--- BEGIN EXERCISE MATERIAL ---

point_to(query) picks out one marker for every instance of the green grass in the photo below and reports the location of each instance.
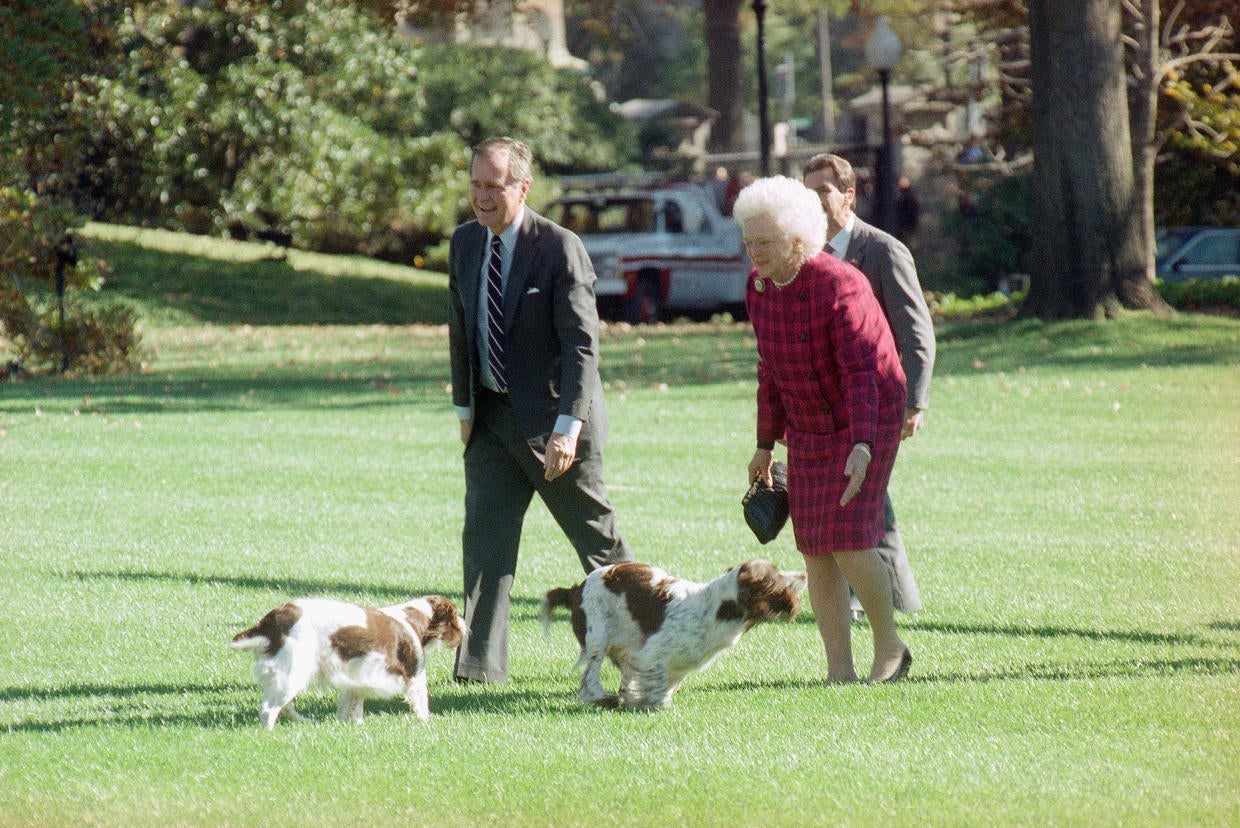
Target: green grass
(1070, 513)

--- END EXERCISE MATERIAL ---
--- BEGIN EXERCISE MATERIAL ---

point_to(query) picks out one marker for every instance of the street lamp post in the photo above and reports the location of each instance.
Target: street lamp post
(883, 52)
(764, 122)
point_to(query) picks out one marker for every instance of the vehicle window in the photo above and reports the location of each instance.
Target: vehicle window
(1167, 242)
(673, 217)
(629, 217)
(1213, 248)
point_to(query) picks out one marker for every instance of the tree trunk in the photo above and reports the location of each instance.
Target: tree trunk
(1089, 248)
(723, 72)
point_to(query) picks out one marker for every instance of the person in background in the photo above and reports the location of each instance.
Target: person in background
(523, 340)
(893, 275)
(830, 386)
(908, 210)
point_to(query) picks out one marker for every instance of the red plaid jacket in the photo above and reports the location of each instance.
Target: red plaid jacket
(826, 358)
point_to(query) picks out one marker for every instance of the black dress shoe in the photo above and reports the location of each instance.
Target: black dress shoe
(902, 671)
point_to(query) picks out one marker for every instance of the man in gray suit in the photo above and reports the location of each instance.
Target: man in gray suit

--- END EXERCISE MATERIAL ---
--- BEGIN EXERCISE MATERIAL ---

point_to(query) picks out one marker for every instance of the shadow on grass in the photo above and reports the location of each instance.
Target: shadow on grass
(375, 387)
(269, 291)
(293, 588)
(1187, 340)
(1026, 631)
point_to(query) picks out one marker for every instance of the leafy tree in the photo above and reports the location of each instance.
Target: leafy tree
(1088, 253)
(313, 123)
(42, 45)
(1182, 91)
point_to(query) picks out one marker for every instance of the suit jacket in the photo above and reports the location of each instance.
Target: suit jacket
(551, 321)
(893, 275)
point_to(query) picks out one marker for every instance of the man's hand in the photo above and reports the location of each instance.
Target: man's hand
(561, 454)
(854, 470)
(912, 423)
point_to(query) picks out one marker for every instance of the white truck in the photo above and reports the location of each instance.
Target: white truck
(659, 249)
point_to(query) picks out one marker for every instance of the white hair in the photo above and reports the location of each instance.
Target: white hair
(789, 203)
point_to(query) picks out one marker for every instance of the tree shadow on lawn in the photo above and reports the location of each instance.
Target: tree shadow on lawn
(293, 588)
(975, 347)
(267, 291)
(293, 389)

--- END EXERCISE MATERIAL ---

→ EXERCISE DIRECTIONS
Can you rewrite the lines above as a numbered list, starting with the line that contains "below and reports the location of each instance." and going on through the line that contains "(1070, 513)"? Leave out blank lines and any pictures.

→ EXERCISE RESULT
1. point_to(query) picks out one marker for every instance of the green grass in the photo below and reports the location of each instance.
2. Target: green grass
3. (1070, 513)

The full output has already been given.